Quick User Guide for Amazon Alexa Calling and Messaging
Amazon Echo launched a new calling feature last week, but didn’t provide much guidance to users. The Voicebot team has been using it since Wednesday so we thought we’d give you a quick Amazon Alexa User Guide. Here is what Amazon has to say about new features:
Alexa-to-Alexa calling and messaging helps you keep in touch with friends and family who also have supported Echo devices or the Alexa app. This free feature provides calling and messaging between supported Echo devices and the Alexa app on compatible iOS (8.0 or higher) and Android (4.4 or higher) phones.
This feature is available to Alexa customers in the United States. All you need to sign up is an Amazon account, the Alexa app (installed on a compatible iOS or Android phone), and a cell phone number.
You can use this feature with: Echo, Echo Dot, Echo Dot (2nd Generation), Alexa app (installed on a compatible iOS or Android phone).
What does this tell us? If you are outside of the United States, you don’t have these features yet. You must have the Alexa app on a smartphone running a recent version of iOS or Android. Voicebot has confirmed that a tablet without a smartphone number used to set up your Amazon Echo will not work with this feature.
How Do You Make and Receive Calls Using Amazon Echo?

################

> _What to do_:
1 – Reproduce the Alexa calling guide starting at "What does this" and ending at "with this feature.", replacing "tablet" with "laptop".
2 – According to the Alexa calling guide, is each statement correct? (a) The calling and messaging feature requires a paid subscription. (b) Android phones running version 4.4 or higher are compatible. (c) The Echo Dot (2nd Generation) can be used with the feature. Answer yes or no for each and quote the deciding words.

> _Material_:
################

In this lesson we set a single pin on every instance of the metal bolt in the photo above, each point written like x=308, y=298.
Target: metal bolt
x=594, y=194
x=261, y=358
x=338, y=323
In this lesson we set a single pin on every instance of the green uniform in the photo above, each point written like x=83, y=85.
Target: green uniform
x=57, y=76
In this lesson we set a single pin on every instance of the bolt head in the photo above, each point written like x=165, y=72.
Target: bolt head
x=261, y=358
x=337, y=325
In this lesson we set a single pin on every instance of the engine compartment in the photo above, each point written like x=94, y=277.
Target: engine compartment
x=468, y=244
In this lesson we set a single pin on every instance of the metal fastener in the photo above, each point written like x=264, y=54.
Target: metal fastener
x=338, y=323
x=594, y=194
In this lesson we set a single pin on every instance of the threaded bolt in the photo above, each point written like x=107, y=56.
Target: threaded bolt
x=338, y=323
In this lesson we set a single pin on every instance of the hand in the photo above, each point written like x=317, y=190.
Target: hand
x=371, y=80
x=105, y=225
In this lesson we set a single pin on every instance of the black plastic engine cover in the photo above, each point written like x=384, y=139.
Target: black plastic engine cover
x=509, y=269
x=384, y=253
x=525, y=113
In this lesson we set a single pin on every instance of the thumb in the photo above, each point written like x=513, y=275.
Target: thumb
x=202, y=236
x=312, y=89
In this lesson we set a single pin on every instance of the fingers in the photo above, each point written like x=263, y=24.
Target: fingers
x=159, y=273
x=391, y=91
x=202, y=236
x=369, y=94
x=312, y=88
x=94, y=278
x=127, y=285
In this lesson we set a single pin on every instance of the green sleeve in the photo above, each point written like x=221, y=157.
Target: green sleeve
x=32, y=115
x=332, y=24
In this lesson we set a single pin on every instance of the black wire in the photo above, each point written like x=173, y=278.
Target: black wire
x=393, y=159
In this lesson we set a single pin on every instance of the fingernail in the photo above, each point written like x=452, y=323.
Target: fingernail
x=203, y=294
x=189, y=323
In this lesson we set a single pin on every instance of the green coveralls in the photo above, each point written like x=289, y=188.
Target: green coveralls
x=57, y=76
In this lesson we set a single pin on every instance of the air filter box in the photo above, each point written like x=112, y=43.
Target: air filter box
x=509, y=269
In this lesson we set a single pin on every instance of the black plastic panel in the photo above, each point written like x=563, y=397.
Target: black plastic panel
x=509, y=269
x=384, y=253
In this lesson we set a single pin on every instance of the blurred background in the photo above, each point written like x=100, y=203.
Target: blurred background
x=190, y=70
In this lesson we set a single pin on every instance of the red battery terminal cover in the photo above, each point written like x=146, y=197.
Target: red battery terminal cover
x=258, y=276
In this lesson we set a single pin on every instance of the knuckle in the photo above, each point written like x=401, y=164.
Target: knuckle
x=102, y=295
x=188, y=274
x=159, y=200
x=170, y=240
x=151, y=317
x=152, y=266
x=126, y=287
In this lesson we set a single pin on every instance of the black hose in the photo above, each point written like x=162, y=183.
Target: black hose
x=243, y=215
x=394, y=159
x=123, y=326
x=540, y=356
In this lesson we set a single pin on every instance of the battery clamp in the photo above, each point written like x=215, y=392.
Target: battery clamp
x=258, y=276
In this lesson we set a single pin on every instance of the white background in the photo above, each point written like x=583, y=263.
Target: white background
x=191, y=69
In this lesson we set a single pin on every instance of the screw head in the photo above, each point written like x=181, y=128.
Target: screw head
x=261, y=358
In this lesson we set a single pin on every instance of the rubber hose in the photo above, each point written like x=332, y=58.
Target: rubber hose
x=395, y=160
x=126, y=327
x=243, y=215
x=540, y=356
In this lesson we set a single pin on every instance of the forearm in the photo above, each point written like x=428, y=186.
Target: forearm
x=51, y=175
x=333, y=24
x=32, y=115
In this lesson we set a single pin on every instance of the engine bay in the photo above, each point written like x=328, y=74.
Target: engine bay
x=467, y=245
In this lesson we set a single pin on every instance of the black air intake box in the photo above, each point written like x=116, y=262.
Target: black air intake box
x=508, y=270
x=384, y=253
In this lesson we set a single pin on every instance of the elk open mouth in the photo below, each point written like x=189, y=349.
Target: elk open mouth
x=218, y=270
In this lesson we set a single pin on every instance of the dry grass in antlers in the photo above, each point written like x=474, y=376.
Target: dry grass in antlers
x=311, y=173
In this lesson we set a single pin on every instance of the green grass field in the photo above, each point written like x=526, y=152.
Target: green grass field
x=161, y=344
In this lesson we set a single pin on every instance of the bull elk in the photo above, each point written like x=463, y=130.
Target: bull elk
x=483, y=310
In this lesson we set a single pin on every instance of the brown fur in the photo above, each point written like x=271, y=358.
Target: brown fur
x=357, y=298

################

> _Task results_:
1 –
What does this tell us? If you are outside of the United States, you don’t have these features yet. You must have the Alexa app on a smartphone running a recent version of iOS or Android. Voicebot has confirmed that a laptop without a smartphone number used to set up your Amazon Echo will not work with this feature.

2 –
(a) No: "This free feature provides calling and messaging between supported Echo devices and the Alexa app"
(b) Yes: "Android (4.4 or higher) phones"
(c) Yes: "You can use this feature with: Echo, Echo Dot, Echo Dot (2nd Generation)"